WHAT THE TASK ASKS:
Extract the line that contains "Where can the stone ledge" and every line after it to the end of the records below, exactly as written and nothing else.
— start DATA TO PROCESS —
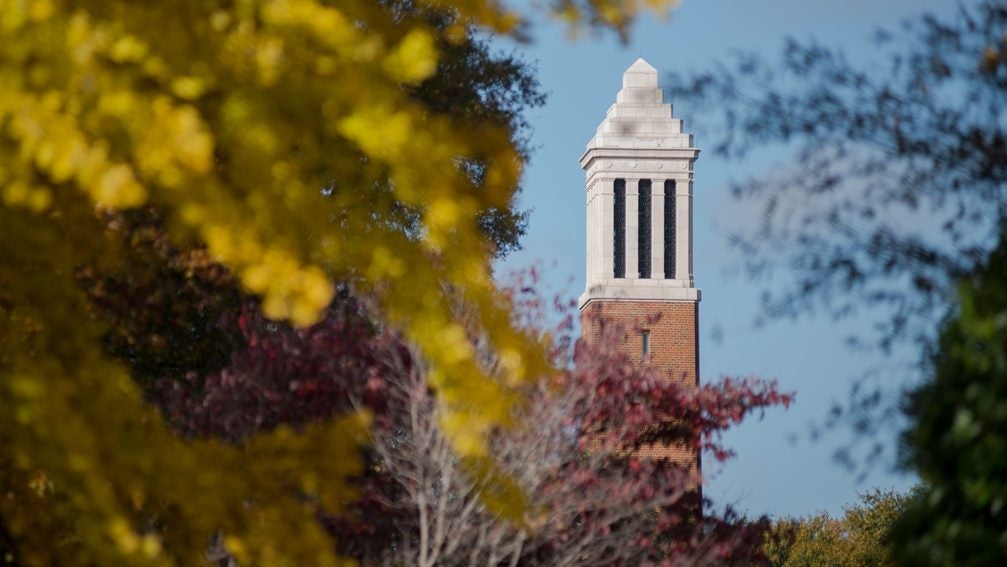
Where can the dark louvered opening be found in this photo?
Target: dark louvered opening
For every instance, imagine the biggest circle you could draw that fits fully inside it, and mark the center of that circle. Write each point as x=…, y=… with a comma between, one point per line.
x=619, y=225
x=643, y=234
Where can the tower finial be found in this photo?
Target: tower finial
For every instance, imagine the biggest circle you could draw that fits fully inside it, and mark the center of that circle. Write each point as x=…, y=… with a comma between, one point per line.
x=640, y=75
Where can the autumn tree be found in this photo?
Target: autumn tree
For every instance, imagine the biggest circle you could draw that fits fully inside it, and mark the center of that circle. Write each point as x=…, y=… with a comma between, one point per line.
x=588, y=501
x=235, y=120
x=895, y=186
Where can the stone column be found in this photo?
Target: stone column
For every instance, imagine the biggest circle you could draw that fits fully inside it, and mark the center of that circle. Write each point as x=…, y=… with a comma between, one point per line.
x=658, y=229
x=632, y=229
x=603, y=229
x=683, y=231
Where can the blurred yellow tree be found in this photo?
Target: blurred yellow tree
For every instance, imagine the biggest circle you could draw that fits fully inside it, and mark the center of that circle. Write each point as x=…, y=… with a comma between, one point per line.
x=233, y=116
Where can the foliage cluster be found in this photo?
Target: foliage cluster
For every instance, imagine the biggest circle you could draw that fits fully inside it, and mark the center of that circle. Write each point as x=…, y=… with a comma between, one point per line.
x=956, y=440
x=895, y=188
x=896, y=200
x=300, y=142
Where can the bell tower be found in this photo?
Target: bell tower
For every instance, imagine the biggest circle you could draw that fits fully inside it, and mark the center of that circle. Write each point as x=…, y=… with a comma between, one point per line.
x=639, y=268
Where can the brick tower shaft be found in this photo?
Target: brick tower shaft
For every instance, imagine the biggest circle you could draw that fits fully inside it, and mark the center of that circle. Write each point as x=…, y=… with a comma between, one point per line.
x=639, y=268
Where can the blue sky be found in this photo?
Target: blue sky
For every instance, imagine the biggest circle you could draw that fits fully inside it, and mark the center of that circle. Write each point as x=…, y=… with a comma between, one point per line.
x=778, y=470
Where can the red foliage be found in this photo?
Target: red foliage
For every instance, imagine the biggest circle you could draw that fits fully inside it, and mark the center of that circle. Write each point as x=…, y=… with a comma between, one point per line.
x=576, y=459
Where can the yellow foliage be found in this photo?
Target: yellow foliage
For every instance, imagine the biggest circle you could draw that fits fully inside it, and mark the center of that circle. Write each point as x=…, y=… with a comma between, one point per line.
x=233, y=116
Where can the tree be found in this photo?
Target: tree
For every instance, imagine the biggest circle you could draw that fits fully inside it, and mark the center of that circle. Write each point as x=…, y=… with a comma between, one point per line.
x=896, y=184
x=589, y=501
x=861, y=538
x=955, y=439
x=231, y=119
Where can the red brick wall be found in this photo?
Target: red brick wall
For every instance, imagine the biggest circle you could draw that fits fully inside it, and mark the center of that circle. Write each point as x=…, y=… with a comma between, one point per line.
x=673, y=326
x=674, y=346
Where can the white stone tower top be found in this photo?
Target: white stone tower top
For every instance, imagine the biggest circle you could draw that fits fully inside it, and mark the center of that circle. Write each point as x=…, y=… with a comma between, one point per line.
x=639, y=170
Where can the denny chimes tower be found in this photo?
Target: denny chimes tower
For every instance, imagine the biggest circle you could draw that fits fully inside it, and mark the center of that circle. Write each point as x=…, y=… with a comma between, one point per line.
x=639, y=269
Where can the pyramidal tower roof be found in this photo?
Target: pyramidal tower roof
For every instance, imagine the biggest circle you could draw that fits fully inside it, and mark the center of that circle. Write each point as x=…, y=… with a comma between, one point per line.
x=639, y=75
x=640, y=119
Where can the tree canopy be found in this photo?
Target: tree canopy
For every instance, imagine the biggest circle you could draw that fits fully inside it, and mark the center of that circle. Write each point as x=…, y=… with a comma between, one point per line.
x=895, y=183
x=293, y=139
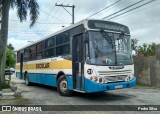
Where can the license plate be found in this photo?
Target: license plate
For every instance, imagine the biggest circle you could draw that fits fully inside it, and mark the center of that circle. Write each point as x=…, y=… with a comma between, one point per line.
x=118, y=86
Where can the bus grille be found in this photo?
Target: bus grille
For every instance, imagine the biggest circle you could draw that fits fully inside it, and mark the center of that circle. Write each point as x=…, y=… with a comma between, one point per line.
x=114, y=73
x=115, y=78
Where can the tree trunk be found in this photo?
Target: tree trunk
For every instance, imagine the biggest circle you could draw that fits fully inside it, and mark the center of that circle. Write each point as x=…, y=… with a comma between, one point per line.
x=3, y=39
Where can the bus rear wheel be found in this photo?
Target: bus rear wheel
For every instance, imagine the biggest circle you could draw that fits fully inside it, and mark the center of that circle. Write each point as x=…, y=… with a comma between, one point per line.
x=27, y=80
x=62, y=86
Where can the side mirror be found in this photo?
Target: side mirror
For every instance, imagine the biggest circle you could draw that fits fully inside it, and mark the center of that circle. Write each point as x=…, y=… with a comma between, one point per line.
x=86, y=38
x=133, y=52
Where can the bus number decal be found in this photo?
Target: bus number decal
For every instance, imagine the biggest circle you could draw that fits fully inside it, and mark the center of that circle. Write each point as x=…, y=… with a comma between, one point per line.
x=42, y=65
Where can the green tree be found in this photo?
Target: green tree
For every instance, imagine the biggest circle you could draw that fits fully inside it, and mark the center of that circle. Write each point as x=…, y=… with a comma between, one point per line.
x=23, y=8
x=10, y=59
x=147, y=49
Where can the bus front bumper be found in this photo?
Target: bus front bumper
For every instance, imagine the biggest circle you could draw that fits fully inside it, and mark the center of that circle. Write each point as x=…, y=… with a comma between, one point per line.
x=91, y=86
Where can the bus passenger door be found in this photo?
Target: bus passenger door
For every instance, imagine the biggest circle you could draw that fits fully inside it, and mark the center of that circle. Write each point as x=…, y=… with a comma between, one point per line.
x=21, y=66
x=77, y=62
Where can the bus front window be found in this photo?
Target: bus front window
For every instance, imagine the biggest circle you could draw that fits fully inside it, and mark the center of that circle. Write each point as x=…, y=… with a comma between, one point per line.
x=109, y=49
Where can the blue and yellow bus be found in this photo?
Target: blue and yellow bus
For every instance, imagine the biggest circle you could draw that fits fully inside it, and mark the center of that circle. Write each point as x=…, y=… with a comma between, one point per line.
x=89, y=56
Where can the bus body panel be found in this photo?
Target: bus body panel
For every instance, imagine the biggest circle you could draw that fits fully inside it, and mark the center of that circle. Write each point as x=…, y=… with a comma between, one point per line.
x=45, y=70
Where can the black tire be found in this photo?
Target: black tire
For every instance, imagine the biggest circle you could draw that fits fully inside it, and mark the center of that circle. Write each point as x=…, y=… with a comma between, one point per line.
x=27, y=82
x=63, y=91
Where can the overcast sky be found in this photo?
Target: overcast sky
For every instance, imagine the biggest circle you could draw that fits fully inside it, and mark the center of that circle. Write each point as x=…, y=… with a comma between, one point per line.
x=144, y=23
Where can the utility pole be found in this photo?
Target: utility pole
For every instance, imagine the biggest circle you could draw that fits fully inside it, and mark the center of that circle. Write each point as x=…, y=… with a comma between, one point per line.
x=3, y=37
x=63, y=6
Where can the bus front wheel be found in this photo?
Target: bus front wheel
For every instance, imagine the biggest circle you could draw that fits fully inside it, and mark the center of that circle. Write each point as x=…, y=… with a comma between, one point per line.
x=62, y=86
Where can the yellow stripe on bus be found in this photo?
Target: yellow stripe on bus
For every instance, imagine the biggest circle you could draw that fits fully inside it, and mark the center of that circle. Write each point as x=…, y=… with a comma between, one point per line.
x=63, y=64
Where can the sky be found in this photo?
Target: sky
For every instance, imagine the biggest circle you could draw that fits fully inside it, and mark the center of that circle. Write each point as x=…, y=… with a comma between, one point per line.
x=144, y=23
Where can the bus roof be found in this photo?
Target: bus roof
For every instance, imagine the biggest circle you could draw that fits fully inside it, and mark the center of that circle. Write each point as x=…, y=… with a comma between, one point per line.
x=63, y=30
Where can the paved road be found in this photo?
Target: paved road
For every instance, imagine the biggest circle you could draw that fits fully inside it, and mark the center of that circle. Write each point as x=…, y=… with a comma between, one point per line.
x=44, y=95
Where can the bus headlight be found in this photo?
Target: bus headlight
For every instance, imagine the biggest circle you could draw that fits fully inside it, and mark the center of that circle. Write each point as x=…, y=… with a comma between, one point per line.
x=129, y=78
x=98, y=79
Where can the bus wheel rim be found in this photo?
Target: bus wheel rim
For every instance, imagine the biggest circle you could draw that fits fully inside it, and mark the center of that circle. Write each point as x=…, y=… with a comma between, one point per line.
x=63, y=86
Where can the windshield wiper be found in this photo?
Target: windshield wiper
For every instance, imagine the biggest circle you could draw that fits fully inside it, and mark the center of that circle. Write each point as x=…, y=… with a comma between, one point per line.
x=106, y=36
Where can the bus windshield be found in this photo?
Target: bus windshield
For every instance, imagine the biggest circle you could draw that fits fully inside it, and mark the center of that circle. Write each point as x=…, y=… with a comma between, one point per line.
x=108, y=48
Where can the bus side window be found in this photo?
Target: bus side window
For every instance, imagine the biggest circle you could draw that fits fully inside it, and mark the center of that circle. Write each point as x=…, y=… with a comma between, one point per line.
x=39, y=54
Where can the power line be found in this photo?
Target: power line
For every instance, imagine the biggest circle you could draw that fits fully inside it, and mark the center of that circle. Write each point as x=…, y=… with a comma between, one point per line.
x=40, y=22
x=124, y=9
x=139, y=11
x=52, y=15
x=104, y=8
x=132, y=9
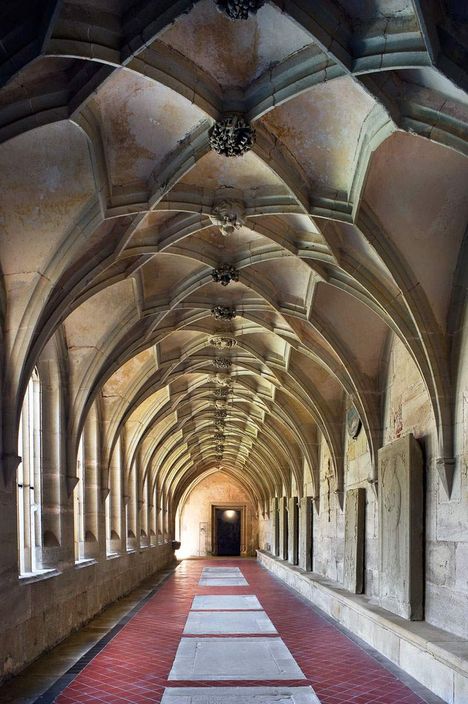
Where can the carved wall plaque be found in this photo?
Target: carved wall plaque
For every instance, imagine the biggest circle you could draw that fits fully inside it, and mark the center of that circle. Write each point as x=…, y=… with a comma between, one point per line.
x=355, y=506
x=401, y=539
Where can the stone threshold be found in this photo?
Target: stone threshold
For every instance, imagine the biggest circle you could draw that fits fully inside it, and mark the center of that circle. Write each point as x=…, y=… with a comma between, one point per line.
x=436, y=658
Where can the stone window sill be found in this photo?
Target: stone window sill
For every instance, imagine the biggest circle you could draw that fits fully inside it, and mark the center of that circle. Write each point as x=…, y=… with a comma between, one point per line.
x=39, y=576
x=85, y=563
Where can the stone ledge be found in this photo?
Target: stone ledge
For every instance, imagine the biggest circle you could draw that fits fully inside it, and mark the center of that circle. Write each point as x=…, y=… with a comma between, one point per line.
x=435, y=658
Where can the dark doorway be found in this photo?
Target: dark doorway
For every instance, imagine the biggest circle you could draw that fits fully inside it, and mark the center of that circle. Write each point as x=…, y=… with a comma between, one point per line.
— end DATA TO PROCESS —
RESULT FOR THIS TASK:
Where can the stone ledge be found in this photo?
Target: stone ledge
For every instance, imagine the biggest circle you could draw that fits fully inside it, and mark the center of that circle. Write each point as x=…, y=… with a comma between, one point per line.
x=435, y=658
Where can the dark doorway be found in this photo?
Target: dark doorway
For every instance, imagine the biggest circle you could draw that fits fully inside it, and mark the center of that circle. Write each point as x=…, y=… with a comma between, one point per line.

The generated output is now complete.